-- Text shown follows --

Molitor clear on desire to return to Twins next season
MINNEAPOLIS—Paul Molitor didn't hesitate Wednesday when asked whether he wanted to return for a fifth season as Twins manager in 2019.
"Yeah, I don't have any doubts about that," he said.
Named American League Manager of the Year after an 85-win season and a wild-card berth last season, Molitor's three-year extension runs through 2020 at an estimated average of $1.5 million per season. After failing to claw back into contention by the trade deadline in late July, the Twins shipped off a half-dozen of their top contributors, including two-time defending club MVP Brian Dozier, doubles machine Eduardo Escobar and 41-year-old closer Fernando Rodney.
Since the start of Molitor's tenure, just three AL clubs (Orioles, Tigers and White Sox) entered Wednesday with fewer wins than the Twins, who went 299-343 in that span. The Twins had posted a cumulative run differential of minus-209 under Molitor, including minus-65 this year.
Their only year in positive territory was 2017, when they rallied late to finish at plus-27.
According to their expected record, the Twins have been three wins behind their Pythagorean pace under Molitor since 2015, according to Baseball-Reference.com. They were break-even this year amid a steady stream of injuries and other setbacks.
"Don't ever want to sound like we're making excuses," Molitor said. "Every team has to deal with certain things along the way. We had some things that went not according to plan and we had to make adjustments. Sometimes we did well and sometimes not so well. I think our guys learned; they're continuing to learn."

-- Text shown concluded --
-- Stored data follows --

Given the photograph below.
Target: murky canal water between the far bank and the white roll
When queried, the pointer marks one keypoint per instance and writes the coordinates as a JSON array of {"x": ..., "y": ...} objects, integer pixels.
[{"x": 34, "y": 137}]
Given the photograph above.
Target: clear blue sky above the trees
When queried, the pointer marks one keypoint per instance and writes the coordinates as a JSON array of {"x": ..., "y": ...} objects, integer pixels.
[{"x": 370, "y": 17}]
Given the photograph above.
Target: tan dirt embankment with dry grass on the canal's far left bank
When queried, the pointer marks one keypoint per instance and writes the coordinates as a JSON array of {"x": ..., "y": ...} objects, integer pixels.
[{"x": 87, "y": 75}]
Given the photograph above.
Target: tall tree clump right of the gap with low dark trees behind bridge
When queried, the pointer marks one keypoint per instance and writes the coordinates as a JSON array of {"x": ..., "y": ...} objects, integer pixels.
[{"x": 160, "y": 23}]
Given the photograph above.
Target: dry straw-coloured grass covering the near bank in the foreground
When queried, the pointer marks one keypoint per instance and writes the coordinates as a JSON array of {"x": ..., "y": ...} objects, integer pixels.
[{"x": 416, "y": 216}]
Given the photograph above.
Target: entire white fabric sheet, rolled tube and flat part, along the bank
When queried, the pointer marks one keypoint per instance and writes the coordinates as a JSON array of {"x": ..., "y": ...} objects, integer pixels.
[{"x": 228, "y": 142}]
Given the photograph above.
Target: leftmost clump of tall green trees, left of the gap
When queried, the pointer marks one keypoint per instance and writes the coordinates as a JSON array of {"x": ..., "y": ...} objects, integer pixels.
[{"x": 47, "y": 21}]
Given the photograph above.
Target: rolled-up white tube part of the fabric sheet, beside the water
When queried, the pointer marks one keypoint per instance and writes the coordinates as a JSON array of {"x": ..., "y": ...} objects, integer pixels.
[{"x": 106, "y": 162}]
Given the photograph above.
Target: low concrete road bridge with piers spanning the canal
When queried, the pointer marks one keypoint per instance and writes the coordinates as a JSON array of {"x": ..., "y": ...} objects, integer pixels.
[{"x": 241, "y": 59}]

-- Stored data concluded --

- _Questions_
(a) Duplicate the Molitor article word for word, everything from "Named American League" down to "closer Fernando Rodney.".
(b) Using the Molitor article, mark each statement yes or no, and quote the words that decide it: (i) Molitor's extension with the Twins runs through 2020. (ii) The Twins had a positive run differential this year. (iii) Fernando Rodney, one of the players the Twins traded away, was 41 years old.
(c) Write the next part of the article about Paul Molitor and the Twins, picking up after its final sentence.
The data has no connection to the Molitor article.

- _Exercise responses_
(a)
Named American League Manager of the Year after an 85-win season and a wild-card berth last season, Molitor's three-year extension runs through 2020 at an estimated average of $1.5 million per season. After failing to claw back into contention by the trade deadline in late July, the Twins shipped off a half-dozen of their top contributors, including two-time defending club MVP Brian Dozier, doubles machine Eduardo Escobar and 41-year-old closer Fernando Rodney.

(b)
(i) Yes: "Molitor's three-year extension runs through 2020"
(ii) No: "including minus-65 this year"
(iii) Yes: "41-year-old closer Fernando Rodney"

(c)
The Twins have tied a Minnesota franchise mark with 15 walk-off losses, one short of a major league record last reached by the 1975 Houston Astros.
"Hopefully we learned by some of the things we had to endure this year, including the walk-offs," Molitor said. "Those put a big dent in your season and what you're trying to do."
Detroit Tigers rookie utility man Niko Goodrum, a former second-round pick who spent his first eight professional seasons in the Twins organization, caused a replay review with his barrel-roll slide into Logan Forsythe that broke up a potential double play on Tuesday.
Hunter Wendelstedt explained to Molitor that the slide was "bona fide" and within the rules despite Goodrum's awkward approach. Forsythe also didn't attempt a throw, Molitor was told, which caused the initial call of a simple forceout to stand.
Goodrum, who entered Wednesday with 112 starts and 470 plate appearances for manager Ron Gardenhire, has killed Twins pitching all year. In 55 trips this year against his former team, Goodrum entered with a combined on-base/slugging percentage of 1.133.
He had five home runs and 12 runs batted in against the Twins through 14 games. Against the rest of the majors, he had 11 homers in 378 at-bats.
"He's had a ton of hits against us," Molitor said. "I didn't know he was so vengeful."
J.P. Martinez, the Twins' assistant minor-league pitching coordinator, is with the big-league club for this three-game series with the Tigers. Pete Maki, the former Duke pitching coaching hired as minor-league pitching coordinator last offseason, will follow him into town for the four-game, season-ending series with the Chicago White Sox.
Mitch Garver cleared the concussion protocol and is available to hit off the bench the rest of the way.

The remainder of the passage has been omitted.